§ **What you are asked to do**:
Write out, word for word, the part of the coffee roasters text below from "TYPES OF COFFEE" up to and including "to the coffee.".

§ **Selected excerpt**:

TYPES OF COFFEE ROASTERS
Coffee tends to be roasted close to where it will be consumed, as green coffee is more stable than roasted beans – coffee is at its best when used within a month of roasting. Roasting methods vary, but the two most commonly used types of machines are drum roasters and hot-air or fluid-bed roasters.
DRUM ROASTERS
Invented around the beginning of the 20th century, drum roasters are popular with craft roasters, as they are able to roast at slower speeds. A metal drum rotates above a flame, moving the coffee beans constantly during the process to aid even roasting.
The roaster can control the gas flame, and therefore the heat being applied to the drum, and can also control the flow of air through the drum, which dictates how quickly the heat is transferred to the coffee.
Drum roasters come in a range of different sizes, the largest being able to roast up to around 500kg (1,100lb) per batch.
FLUID-BED ROASTERS
Invented by Michael Sivetz in the 1970s, fluid-bed roasters tumble and heat the beans by pumping jets of hot air through the machine. Roast times are significantly shorter than in a drum roaster so the beans tend to swell a little more as a result. The higher volume of air conducts heat more quickly into the coffee, which means that this roasting process is faster than drum roasting.
TANGENTIAL ROASTERS
Built by a company called Probat, tangential roasters are similar to large drum roasters but they have internal shovels to mix the coffee evenly during heating, which allows a bigger batch to be roasted effectively. The capacity isn’t much larger than a very large drum roaster, but this type is able to achieve faster roasting speeds.
CENTRIFUGAL ROASTERS
Centrifugal roasters allow very large quantities of coffee to be roasted incredibly quickly. The coffee is placed inside a large inverted cone, which spins to draw the coffee beans up the walls as they are heated. The beans are then flung back down into the middle of the cone to repeat their journey. Roast times can be as low ninety seconds using machines like this.
Roasting at very high speeds minimizes weight loss and increases the amount of coffee that can be extracted from the beans, which is important when making instant soluble coffee. Roasting at these speeds is not designed to produce the best possible cup.

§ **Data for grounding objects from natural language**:
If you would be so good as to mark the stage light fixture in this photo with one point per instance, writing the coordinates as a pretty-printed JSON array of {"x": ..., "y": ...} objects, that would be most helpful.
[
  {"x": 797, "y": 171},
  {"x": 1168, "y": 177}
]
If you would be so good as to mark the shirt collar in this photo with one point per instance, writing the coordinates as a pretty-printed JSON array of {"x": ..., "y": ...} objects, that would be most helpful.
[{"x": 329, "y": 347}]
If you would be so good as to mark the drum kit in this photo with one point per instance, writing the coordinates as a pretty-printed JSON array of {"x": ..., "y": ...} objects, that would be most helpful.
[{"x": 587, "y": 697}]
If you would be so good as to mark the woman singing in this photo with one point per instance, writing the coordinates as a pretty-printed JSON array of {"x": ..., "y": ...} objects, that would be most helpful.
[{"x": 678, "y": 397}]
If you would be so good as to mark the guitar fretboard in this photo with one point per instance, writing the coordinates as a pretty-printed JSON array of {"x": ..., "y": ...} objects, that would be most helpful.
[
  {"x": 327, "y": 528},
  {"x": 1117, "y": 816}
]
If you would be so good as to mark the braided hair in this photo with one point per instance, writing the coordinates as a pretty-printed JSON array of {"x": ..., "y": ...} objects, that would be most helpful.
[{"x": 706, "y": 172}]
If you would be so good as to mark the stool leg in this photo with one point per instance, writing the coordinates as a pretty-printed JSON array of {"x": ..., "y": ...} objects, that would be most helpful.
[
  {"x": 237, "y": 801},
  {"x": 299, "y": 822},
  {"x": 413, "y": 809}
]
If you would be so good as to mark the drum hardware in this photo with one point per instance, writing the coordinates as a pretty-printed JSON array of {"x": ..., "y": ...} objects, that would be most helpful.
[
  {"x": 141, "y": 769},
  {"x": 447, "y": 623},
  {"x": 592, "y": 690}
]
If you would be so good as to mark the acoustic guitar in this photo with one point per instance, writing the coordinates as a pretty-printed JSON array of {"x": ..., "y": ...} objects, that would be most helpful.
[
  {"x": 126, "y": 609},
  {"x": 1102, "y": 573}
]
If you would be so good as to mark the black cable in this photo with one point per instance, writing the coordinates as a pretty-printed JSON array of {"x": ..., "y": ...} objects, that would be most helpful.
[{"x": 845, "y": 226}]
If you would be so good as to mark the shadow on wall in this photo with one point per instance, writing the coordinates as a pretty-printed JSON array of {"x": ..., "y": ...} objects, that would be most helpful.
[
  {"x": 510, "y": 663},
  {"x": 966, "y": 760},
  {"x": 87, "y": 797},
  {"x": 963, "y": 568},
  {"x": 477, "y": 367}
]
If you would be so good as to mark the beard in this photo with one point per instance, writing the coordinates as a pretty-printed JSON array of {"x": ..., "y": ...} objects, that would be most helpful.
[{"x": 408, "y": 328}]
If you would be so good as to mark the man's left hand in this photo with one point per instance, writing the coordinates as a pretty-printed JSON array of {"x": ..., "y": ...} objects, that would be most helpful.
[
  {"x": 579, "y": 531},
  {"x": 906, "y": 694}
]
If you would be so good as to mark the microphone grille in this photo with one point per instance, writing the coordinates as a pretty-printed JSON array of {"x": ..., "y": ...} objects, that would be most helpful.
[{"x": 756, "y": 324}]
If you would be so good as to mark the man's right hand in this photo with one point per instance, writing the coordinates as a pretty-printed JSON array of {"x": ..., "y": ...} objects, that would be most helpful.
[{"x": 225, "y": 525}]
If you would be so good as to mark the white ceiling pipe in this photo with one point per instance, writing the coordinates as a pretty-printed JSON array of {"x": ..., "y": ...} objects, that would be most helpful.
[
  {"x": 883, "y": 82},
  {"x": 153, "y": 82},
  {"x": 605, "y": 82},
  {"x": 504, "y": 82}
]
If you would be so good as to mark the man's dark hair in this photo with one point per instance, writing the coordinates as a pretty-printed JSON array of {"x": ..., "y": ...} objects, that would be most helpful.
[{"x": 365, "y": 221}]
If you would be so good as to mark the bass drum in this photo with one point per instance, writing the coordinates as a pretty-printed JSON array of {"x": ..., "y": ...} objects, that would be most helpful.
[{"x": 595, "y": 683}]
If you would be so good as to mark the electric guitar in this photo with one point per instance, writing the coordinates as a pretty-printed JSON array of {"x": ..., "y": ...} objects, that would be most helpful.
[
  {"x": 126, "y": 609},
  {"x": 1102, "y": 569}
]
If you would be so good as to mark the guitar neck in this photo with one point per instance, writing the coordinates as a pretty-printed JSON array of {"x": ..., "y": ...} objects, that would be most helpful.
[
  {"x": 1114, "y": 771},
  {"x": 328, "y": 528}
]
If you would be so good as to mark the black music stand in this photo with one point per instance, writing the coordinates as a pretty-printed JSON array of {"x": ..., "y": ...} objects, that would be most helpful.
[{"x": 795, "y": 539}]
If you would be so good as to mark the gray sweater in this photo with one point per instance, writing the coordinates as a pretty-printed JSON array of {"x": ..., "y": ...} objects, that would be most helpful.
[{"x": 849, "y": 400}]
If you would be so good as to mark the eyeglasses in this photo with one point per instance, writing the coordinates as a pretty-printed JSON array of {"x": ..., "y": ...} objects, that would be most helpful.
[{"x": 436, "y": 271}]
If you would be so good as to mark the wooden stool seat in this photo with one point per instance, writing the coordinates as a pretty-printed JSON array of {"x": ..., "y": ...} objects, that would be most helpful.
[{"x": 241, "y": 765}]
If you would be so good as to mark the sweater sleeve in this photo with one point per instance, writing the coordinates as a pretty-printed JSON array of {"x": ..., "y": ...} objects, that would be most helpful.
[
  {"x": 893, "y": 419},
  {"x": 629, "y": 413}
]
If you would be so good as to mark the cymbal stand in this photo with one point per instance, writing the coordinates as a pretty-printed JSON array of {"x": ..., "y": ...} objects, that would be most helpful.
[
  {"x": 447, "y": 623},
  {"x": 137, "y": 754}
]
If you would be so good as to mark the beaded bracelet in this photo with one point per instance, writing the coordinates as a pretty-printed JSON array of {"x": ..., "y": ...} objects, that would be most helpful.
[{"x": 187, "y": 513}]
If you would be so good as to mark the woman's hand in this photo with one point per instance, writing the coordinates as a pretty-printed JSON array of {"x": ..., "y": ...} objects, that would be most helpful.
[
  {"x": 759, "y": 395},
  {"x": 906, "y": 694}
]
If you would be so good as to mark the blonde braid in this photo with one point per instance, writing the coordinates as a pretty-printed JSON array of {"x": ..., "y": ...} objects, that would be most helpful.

§ **Written solution**:
TYPES OF COFFEE ROASTERS
Coffee tends to be roasted close to where it will be consumed, as green coffee is more stable than roasted beans – coffee is at its best when used within a month of roasting. Roasting methods vary, but the two most commonly used types of machines are drum roasters and hot-air or fluid-bed roasters.
DRUM ROASTERS
Invented around the beginning of the 20th century, drum roasters are popular with craft roasters, as they are able to roast at slower speeds. A metal drum rotates above a flame, moving the coffee beans constantly during the process to aid even roasting.
The roaster can control the gas flame, and therefore the heat being applied to the drum, and can also control the flow of air through the drum, which dictates how quickly the heat is transferred to the coffee.